Six On Saturday: Green, green grass

I’m a little late to the grasses party. I’ve some melica and a couple of Karl Foersters but this year I’m planting up the difficult area against the back fence with a grass combination. Having taken the plunge and chosen the mix I added a few more essentials to the shopping basket and the pricey ‘little’ package arrived this week. Here they are.


This is a selection of the back fence mix. I will be planting three miscanthus giganteus, three persicaria polymorpha, five luzula nivea and six stachys hummelo. I’m very much hoping the miscanthus will grow to their advertised three meter height asap and cover up the fence panels. The panels give a rain shadow to the border and the trees that surround our garden give plenty of summer shade. The miscanthus should be able to cope with this. Likewise the luzula should also enjoy the shade. For everything else, I have my fingers crossed. There is some late afternoon sun to help things along.


Having made the main selection, I added in hakonechloa macra. This can also take a some shade and I am using it to underplant the ‘Darcy Bussell’ roses. The roses suffered with black spot last year so I really should be using salvias as per Sarah Raven’s advice. I think that does work. But no, I’m going with grasses. I do have a couple of salvia ‘Amistad’ cuttings that I plan to sneak in at the back so perhaps they will deal with the black spot.


Finally I added a euphorbia palustris. My e. ‘Wulfenii’ have suffered over the last two years. The magnificent four have dwindled to one and a half. The soil has been too wet and heavy for them. A shout out on twitter gave the suggestion of this euphorbia which enjoys damp conditions. Sadly not evergreen but it has lime green flowers and good autumn foliage so I’m giving it a go.


Speaking of euphorbias. the e.mellifera seedling that blew in from a neighbour’s garden has flowered this year. It is just over a metre high and is doing a great job of filling the border.


Oh my, the tulips took bashing in the gusty winds on Thursday but miraculously there were no losses. These are ‘Purissima’ among the hellebores. I had forgotten that these open creamy yellow and then fade to white. I was expecting pure white but the creamy yellow works well.

PROVIDED RECORDS:
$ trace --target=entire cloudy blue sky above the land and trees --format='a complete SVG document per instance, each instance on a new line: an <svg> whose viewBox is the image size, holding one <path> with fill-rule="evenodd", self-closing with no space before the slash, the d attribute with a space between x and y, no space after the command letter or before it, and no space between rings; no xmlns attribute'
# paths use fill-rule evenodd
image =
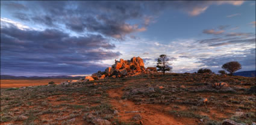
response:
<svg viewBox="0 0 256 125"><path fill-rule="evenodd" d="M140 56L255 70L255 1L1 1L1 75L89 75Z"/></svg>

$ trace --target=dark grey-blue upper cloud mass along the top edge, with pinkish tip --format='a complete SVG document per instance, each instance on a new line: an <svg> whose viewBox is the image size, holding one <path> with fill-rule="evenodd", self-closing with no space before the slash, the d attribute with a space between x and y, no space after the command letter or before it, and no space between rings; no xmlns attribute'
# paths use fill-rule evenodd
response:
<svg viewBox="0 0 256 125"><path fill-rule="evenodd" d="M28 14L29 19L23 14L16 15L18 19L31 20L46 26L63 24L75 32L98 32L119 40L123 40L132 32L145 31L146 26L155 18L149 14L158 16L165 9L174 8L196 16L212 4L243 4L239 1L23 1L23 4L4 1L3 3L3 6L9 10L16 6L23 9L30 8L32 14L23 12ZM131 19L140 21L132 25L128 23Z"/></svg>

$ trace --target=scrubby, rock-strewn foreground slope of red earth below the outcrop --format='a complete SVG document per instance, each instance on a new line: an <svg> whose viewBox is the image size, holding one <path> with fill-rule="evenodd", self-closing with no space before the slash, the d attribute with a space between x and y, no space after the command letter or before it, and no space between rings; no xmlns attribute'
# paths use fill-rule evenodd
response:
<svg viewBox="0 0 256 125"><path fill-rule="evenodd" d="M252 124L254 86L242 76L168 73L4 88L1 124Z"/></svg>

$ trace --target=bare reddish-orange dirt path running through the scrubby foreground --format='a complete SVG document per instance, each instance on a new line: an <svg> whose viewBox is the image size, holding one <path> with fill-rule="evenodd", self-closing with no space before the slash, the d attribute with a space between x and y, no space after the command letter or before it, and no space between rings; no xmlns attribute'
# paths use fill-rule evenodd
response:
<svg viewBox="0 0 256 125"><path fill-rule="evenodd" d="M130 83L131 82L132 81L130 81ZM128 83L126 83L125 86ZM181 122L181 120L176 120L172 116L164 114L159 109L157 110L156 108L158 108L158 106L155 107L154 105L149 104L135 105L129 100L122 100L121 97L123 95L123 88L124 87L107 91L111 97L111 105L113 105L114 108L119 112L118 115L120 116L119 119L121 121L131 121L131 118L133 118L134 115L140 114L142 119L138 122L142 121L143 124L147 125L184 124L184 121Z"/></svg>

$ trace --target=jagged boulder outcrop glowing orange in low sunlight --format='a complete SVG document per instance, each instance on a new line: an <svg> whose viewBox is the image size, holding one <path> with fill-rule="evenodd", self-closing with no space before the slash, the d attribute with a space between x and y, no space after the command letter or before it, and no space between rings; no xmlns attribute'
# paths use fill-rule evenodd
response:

---

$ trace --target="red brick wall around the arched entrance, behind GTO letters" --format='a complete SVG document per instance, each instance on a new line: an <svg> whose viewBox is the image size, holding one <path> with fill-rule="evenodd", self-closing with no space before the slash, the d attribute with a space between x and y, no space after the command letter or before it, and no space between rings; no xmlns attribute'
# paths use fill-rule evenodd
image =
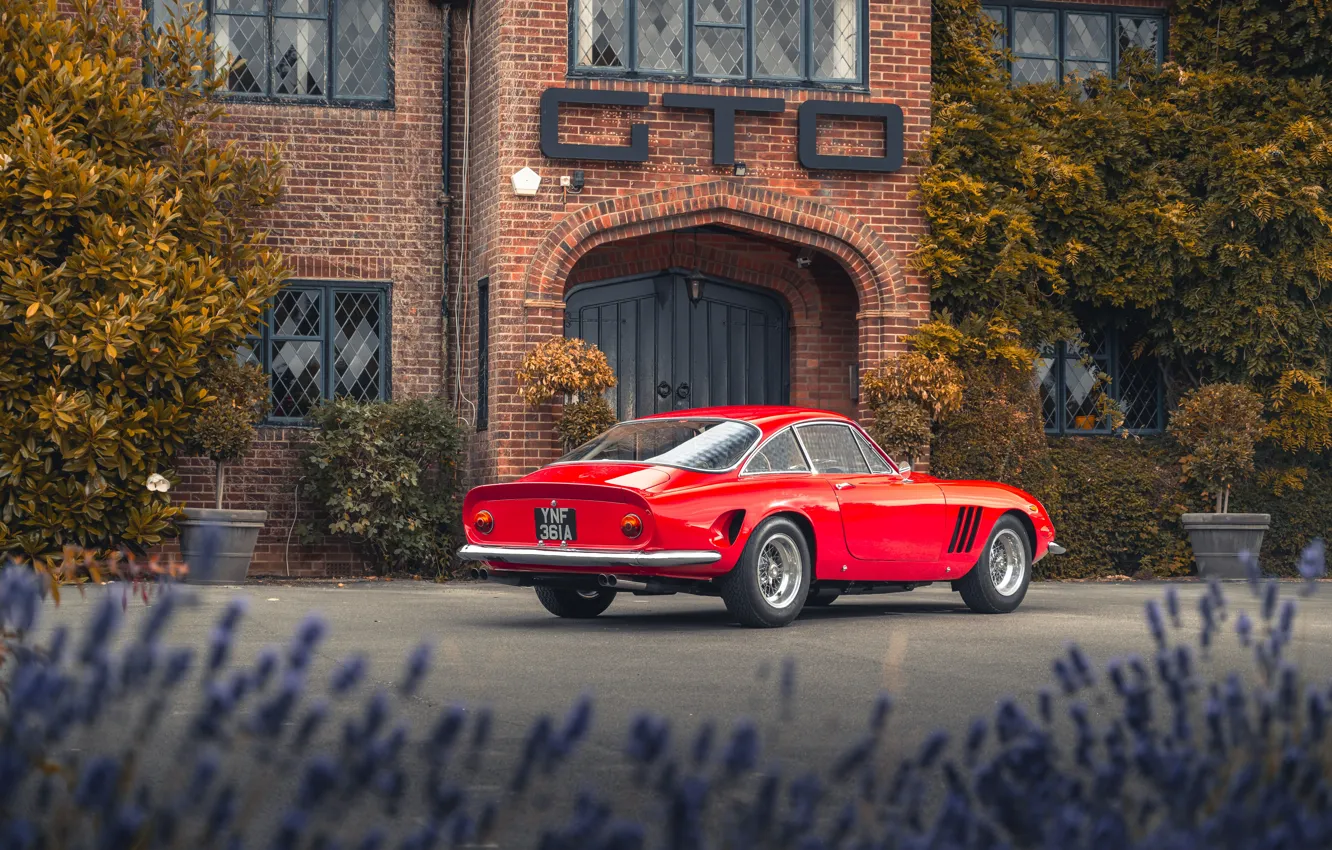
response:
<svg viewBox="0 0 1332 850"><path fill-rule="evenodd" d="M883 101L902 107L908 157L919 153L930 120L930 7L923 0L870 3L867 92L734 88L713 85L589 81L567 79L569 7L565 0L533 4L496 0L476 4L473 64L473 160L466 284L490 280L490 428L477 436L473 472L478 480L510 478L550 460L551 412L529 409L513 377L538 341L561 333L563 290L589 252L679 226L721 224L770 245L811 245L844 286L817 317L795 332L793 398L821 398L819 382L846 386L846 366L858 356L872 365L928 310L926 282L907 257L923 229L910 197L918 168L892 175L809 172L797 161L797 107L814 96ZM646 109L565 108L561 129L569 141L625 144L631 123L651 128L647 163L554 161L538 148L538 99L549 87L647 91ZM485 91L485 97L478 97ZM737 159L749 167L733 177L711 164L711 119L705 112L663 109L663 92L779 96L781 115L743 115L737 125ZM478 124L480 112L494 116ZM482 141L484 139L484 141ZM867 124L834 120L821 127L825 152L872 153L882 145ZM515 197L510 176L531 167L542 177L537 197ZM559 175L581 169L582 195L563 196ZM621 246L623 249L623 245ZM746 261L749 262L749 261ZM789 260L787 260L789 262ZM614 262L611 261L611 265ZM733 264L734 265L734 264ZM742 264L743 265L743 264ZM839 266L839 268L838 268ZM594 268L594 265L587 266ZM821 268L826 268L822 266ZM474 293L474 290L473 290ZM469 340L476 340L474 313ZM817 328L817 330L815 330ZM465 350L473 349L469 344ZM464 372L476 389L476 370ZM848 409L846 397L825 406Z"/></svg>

TASK GOAL: Summarize the Six On Saturday gardening post above in two sentences.

RESPONSE BELOW: The writer is planting a grass combination against the shady, rain-shadowed back fence, with miscanthus giganteus, persicaria polymorpha, luzula nivea and stachys hummelo, and is adding hakonechloa macra beneath the 'Darcy Bussell' roses. A euphorbia palustris was also bought to suit the wet, heavy soil, an e. mellifera seedling that blew in from a neighbor's garden has flowered, and the 'Purissima' tulips survived gusty winds and opened creamy yellow before fading to white.